● Try it
Please copy out all lines of the entries that contain the word "white".

(Recorded data)

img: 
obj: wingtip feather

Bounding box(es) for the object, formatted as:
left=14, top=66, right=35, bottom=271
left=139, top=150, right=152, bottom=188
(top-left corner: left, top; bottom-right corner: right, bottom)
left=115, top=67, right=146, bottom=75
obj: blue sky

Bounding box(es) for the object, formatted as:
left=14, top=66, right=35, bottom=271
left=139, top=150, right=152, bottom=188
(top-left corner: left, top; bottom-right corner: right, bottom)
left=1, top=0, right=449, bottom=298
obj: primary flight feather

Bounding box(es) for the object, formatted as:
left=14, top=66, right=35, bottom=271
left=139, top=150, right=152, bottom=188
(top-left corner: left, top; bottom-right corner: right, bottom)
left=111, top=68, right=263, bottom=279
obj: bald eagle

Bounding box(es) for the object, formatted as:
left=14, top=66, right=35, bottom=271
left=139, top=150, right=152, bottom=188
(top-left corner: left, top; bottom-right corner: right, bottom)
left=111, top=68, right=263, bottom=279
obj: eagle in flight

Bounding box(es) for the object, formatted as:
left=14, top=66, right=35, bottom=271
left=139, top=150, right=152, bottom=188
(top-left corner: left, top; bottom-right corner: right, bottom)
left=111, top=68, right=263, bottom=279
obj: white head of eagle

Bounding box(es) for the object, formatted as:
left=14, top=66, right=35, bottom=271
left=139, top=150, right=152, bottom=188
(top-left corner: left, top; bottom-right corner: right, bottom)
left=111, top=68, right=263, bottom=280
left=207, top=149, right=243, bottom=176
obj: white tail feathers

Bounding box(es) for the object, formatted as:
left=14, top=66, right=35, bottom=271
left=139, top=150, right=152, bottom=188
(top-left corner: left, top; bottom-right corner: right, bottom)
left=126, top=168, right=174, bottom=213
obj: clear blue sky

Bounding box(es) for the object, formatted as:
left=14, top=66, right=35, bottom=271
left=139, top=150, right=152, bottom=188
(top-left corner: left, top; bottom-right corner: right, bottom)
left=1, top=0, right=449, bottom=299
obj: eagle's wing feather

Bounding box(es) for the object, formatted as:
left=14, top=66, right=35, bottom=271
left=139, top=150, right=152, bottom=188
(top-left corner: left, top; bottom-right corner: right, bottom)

(End Recorded data)

● Worked solution
obj: white head of eagle
obj: white tail feathers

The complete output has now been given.